José Figueres
Quien haya sufrido la angustia que causa el trabajo corporal cuando su rudeza parece rebasar la resistencia humana, de seguro experimentará un particular goce con la lectura de los poemas que Cintio Vitier y Roberto Sosa le han dedicado al trabajo. Su propósito más evidente es que están dirigidos a los que, insensibilizados por su abundancia, piensan que, para una misma tragedia, el dolor de los pobres es menos dolor que el de los ricos, por el solo hecho de que están más entrenados para sufrir. El hallazgo de esos poemas significó mi afiliación incondicional a la poesía de ambos. Una poesía cuya belleza y hondura viajan en un lenguaje que alcanza aun a los humildes obreros que la inspiran: una muestra de solidaridad, en suma.
Vitier le habla, en su poema Trabajo, a un elegido del destino, un intelectual chineado, que pareciera tiene la oportunidad de enfrentarse al trabajo manual por primera vez:
Esto hicieron otros
mejores que tú
durante siglos.
De ellos dependía
tu sensación de libertad,
tu camisa limpia
y el ocio de tus lecturas y escrituras.
De ellos depende
todo lo que te parecía tan natural
como ir al cine
o estar triste, levemente.
Lo natural, sin embargo, es el fango,
el sudor,
el excremento.
(...) mejores que tú (...). El verso es un latigazo: acusador, sugerente: ni siquiera se merece el privilegio de la plenitud vivencial, porque no es fruto de su esfuerzo, sino del azar sin mérito que lo hizo nacer en determinado lugar y tiempo, libre de la obligación de trabajar duro, esa última versión ladina de la esclavitud.
A partir de ahí, comienza
la epopeya, que no es sólo
un asunto de héroes deslumbrantes,
sino también
de oscuros héroes, suelo de tus pisadas,
página donde se escriben las palabras.
El poeta ubica al intelectual, en la dimensión o el nivel que menosprecia, el trabajo arduo y anónimo, ajeno al reconocimiento y a la retribución que, con menor mérito, otros alcanzan.
Deja las palabras, prueba
un poco lo que ellos hicieron, hacen,
seguirán haciendo
para que seas:
ellos, (...)
Luego de esa invitación a convertirse en obrero, aunque sea por un tiempo, el poeta enumera para cada comodidad la correspondiente incomodidad que la hace posible, para patentizar la deuda invicta y permanente del intelectual con el obrero, porque aquel no sería posible sin éste, de quien parasita lo elemental y cotidiano de la vida.
Y remata el poema con una estrofa irrefutable:
Entra un poco, siquiera sea clandestinamente,
en el terrible reino de los sustentadores
de la vida.
Roberto Sosa, a la par del peón, en el poema La yerba cortada por los campesinos, con un mensaje plural señala:
Cuantas veces nos ha parecido
que lo más importante de nuestras vidas
es el vuelo de las abejas que precede a las colegialas
que retornan de las aulas, pensando en nada,
felices como peces.

[EXTRACTOS DE DATOS]:
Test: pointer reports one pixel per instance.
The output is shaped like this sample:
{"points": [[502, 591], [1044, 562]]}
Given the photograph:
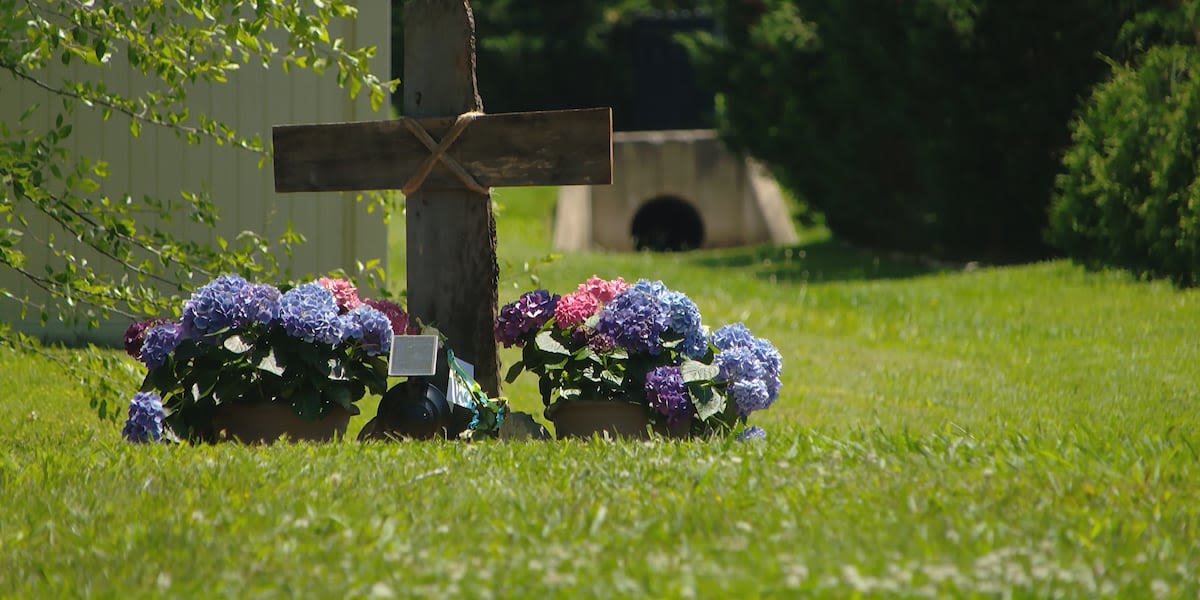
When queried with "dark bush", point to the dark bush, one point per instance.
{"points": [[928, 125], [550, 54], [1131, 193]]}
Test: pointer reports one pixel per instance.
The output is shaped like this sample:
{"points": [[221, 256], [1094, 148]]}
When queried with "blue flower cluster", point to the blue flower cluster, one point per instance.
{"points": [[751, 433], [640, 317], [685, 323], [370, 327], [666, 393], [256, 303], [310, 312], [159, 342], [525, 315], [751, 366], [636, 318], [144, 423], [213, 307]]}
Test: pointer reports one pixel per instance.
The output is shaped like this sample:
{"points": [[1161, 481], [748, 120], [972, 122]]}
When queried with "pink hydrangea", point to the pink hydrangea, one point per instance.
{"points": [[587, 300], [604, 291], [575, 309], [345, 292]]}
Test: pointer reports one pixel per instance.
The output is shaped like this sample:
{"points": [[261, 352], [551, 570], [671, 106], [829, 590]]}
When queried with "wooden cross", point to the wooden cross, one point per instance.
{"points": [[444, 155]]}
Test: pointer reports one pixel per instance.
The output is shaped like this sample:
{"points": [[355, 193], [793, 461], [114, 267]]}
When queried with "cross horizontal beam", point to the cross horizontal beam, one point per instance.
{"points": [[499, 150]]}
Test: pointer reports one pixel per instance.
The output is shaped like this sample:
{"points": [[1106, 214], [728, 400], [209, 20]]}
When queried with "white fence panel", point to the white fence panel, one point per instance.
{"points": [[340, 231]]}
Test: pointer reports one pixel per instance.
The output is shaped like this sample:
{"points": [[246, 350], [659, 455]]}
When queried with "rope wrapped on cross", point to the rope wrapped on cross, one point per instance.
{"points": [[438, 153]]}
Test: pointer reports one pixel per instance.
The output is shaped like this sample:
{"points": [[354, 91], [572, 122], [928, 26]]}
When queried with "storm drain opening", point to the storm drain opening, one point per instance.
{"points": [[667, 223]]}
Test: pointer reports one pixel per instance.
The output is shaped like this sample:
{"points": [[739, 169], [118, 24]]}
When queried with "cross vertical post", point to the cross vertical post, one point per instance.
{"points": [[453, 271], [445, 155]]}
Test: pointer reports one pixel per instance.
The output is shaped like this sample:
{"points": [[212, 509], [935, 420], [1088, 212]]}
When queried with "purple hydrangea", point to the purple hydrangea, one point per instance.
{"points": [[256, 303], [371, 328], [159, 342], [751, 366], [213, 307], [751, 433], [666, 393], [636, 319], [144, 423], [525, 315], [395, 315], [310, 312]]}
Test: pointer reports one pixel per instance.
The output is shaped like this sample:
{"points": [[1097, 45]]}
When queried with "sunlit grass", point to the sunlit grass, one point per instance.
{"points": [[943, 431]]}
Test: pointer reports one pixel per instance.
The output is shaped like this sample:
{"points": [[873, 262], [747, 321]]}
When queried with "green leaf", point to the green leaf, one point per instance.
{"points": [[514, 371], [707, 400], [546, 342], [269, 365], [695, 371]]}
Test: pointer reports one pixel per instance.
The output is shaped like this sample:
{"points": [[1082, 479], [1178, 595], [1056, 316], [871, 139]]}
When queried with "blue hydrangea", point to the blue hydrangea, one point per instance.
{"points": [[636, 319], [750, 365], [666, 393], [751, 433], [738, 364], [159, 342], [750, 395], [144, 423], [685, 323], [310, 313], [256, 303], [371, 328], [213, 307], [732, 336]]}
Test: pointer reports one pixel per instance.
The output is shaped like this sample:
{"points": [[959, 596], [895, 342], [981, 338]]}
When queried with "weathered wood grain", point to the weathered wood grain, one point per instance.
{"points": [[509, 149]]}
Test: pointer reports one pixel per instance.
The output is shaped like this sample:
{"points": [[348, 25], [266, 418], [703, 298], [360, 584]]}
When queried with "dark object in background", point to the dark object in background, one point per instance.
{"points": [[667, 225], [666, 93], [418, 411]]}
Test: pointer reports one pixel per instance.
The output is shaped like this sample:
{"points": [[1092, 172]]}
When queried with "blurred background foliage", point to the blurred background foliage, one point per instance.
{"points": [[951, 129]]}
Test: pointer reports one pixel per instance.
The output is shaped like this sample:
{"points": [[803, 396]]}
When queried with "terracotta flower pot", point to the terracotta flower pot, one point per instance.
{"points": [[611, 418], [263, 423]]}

[INSTRUCCIONES]:
[1] Transcribe sin cambios el fragmento del texto sobre la poesía del trabajo que comienza con "Luego de esa" y continúa hasta "cotidiano de la vida.".
[2] En los versos de Vitier citados en el texto sobre la poesía del trabajo, ¿qué cosas se presentan como "lo natural"? Enuméralas todas.

[RESPUESTAS POR TAREA]:
[1]
Luego de esa invitación a convertirse en obrero, aunque sea por un tiempo, el poeta enumera para cada comodidad la correspondiente incomodidad que la hace posible, para patentizar la deuda invicta y permanente del intelectual con el obrero, porque aquel no sería posible sin éste, de quien parasita lo elemental y cotidiano de la vida.

[2]
- el fango
- el sudor
- el excremento